(Stored items)
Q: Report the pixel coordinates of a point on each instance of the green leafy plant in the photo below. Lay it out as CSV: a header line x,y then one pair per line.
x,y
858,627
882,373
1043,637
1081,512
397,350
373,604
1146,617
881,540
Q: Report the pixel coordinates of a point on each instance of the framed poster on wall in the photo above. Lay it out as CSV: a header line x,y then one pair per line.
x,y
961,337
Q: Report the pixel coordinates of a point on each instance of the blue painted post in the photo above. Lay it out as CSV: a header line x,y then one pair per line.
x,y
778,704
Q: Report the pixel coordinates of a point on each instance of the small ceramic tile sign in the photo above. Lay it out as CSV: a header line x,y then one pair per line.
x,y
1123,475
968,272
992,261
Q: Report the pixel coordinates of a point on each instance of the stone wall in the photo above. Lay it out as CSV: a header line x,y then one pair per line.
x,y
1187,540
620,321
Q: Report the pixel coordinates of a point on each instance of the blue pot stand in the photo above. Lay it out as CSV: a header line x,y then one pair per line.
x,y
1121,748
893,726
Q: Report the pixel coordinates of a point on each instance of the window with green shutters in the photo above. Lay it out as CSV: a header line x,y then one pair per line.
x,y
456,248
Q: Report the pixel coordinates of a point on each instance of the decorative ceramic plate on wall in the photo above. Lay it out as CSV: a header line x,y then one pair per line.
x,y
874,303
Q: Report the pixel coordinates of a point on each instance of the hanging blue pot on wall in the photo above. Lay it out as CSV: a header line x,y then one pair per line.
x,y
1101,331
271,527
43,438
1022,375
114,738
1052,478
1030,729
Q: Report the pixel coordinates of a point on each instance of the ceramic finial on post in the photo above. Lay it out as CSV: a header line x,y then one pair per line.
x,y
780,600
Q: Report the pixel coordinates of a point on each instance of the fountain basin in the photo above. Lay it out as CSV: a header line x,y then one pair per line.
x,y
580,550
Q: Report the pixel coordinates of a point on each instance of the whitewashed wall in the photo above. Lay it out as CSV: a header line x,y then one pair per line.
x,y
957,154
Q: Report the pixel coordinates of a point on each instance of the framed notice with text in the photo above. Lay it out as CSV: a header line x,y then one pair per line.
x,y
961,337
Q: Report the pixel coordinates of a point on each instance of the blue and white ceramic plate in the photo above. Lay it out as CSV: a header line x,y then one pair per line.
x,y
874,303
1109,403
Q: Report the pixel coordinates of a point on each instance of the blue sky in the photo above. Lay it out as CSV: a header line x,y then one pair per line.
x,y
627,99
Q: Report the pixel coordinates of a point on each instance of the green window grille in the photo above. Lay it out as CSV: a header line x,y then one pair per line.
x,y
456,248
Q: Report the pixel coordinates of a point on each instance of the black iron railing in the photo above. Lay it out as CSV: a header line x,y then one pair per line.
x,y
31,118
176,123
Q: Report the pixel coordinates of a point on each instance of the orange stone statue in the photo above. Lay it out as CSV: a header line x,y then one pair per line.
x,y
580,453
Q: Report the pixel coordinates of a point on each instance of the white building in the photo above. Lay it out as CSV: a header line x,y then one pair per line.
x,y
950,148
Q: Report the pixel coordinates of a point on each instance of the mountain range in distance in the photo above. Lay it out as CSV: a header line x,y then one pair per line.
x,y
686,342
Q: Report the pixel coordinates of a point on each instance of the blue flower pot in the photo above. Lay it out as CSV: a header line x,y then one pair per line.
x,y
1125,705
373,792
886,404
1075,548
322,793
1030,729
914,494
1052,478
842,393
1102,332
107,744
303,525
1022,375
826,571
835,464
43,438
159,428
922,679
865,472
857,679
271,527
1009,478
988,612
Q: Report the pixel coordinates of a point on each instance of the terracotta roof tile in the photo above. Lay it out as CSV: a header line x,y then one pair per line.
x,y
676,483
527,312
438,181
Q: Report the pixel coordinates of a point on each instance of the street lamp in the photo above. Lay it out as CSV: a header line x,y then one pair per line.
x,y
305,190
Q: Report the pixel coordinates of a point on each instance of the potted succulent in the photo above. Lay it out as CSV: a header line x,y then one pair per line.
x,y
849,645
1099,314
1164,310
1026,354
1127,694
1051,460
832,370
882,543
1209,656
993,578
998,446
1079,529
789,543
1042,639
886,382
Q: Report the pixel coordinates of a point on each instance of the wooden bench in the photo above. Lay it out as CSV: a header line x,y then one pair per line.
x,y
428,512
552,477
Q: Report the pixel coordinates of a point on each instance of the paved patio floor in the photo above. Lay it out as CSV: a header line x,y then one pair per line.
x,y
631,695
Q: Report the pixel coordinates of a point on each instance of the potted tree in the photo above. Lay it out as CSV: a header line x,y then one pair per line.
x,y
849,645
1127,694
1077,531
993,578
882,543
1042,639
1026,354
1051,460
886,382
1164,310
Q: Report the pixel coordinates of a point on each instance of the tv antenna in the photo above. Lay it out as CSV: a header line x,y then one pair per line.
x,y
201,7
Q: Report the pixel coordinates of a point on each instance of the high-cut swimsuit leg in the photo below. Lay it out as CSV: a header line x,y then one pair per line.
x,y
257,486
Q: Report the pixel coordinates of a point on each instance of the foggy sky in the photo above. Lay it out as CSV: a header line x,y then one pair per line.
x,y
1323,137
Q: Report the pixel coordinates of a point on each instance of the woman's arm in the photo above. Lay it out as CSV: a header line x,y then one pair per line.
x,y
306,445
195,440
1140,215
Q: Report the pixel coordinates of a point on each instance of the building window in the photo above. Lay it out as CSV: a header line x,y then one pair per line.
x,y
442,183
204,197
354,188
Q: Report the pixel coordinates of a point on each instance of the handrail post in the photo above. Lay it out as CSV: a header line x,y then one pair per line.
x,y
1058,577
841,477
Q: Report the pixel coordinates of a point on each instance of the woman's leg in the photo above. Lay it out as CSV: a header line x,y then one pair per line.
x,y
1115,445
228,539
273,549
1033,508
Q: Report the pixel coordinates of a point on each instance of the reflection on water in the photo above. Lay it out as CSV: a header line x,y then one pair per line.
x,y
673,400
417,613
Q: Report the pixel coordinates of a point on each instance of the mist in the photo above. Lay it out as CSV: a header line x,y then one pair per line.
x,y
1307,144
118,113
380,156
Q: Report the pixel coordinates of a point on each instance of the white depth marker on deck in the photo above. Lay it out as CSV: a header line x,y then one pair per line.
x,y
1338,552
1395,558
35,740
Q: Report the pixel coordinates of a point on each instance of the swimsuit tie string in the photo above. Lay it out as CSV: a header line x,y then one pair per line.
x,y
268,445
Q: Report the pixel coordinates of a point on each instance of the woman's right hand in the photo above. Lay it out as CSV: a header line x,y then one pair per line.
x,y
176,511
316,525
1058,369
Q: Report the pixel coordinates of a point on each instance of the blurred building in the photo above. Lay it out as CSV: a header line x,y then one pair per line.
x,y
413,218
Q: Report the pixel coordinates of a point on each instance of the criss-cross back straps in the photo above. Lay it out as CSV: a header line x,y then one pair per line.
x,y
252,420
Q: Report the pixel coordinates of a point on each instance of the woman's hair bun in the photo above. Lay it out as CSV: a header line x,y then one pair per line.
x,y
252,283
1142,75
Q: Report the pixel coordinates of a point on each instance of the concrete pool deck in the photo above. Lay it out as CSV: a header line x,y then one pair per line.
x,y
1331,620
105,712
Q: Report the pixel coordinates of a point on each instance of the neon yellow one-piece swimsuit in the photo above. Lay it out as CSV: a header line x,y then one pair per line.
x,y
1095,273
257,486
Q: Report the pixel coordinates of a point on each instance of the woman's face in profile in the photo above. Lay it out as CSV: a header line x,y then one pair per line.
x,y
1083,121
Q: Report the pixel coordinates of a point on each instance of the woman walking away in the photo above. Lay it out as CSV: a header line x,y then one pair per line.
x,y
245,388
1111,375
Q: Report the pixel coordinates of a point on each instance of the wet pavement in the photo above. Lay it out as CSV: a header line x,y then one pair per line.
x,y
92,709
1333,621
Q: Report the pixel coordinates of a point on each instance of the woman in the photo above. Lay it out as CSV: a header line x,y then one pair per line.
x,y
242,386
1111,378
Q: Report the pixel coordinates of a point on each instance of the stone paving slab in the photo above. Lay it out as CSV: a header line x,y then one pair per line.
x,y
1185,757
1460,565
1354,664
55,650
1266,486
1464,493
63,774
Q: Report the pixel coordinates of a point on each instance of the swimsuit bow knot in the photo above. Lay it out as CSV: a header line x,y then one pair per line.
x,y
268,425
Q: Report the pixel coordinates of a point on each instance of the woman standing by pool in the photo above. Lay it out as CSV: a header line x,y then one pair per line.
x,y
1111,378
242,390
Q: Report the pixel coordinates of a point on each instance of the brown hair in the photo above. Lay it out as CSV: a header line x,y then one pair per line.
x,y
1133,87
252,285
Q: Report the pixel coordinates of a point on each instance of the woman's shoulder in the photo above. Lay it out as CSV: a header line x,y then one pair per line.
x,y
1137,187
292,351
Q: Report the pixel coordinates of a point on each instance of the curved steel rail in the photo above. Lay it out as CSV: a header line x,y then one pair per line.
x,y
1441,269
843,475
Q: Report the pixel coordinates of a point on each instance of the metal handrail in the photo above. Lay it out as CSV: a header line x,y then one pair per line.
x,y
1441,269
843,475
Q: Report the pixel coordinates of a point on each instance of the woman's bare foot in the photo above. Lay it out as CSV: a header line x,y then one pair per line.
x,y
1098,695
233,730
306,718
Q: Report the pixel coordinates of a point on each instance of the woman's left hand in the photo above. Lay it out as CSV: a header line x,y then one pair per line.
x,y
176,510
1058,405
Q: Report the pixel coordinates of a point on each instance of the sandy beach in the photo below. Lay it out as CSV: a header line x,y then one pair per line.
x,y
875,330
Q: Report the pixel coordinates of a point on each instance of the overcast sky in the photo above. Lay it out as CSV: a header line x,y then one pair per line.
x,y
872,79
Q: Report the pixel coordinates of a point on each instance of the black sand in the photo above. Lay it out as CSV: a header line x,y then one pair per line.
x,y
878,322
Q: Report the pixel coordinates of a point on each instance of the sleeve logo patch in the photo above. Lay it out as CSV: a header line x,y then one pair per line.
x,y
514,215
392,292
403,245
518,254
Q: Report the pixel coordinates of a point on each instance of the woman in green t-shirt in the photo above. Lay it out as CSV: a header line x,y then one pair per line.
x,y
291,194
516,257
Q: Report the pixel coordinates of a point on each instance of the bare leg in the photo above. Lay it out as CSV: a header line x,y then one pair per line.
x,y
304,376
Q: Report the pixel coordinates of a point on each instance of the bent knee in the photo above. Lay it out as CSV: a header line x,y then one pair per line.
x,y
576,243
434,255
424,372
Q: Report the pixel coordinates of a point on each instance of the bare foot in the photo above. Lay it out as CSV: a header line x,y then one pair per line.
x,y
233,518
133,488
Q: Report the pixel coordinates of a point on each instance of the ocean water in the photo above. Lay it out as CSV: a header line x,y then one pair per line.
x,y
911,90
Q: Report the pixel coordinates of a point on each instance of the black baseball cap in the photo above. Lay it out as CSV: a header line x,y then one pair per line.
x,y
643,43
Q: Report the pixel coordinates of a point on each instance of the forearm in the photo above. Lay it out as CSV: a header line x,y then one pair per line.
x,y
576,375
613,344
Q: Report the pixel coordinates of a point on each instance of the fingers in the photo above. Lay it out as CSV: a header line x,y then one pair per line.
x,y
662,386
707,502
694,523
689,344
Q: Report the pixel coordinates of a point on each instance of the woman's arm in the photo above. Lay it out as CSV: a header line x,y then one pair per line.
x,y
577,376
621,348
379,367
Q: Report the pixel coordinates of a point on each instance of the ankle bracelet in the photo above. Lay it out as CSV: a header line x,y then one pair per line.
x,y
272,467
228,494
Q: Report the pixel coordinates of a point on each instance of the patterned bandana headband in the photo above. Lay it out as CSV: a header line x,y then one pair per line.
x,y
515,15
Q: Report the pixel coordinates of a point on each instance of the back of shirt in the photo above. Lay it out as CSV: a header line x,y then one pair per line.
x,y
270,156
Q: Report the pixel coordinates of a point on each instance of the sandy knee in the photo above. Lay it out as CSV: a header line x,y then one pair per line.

What is needed → Find the line that contains "of the forearm" in the listing above. Retype it and every line after it up to the last, exactly, and nothing else.

Final result →
Q: Report the pixel coordinates of a point on each instance of the forearm in the photo above. Lay it out as CSV: a header line x,y then one pair per line.
x,y
576,375
613,344
Q: Report the pixel coordinates of a point on each instance of the fingers in the photo above. Lay it out as CSV: a header line x,y then one pair per line.
x,y
662,386
707,502
694,523
689,344
Q: Report the pixel coordinates of a point on each instance of the woman's arm in the photo above. Lay it out as CSV: a header line x,y then one pair per line.
x,y
577,376
621,348
379,367
Q: Report the pixel coordinates of a point on each instance of the ankle bracelet in the photo above. Lay it out as CSV: a header line x,y then one pair per line.
x,y
272,467
228,494
Q: Report the pixel coordinates of a point on each instance of the patterned bandana headband in the photo above. Lay it out as CSV: a header line x,y then one pair per line.
x,y
515,15
Q: Report the pixel coordinates of a point on each instance of the back of shirt in the photo above. Lay it out as CSV: a header line x,y then one pair per line.
x,y
270,156
Q: Report the pixel coordinates of a point on each instance of the sandy knee in the photo above. Lay it out as CSV: a header line x,y then one pair per line.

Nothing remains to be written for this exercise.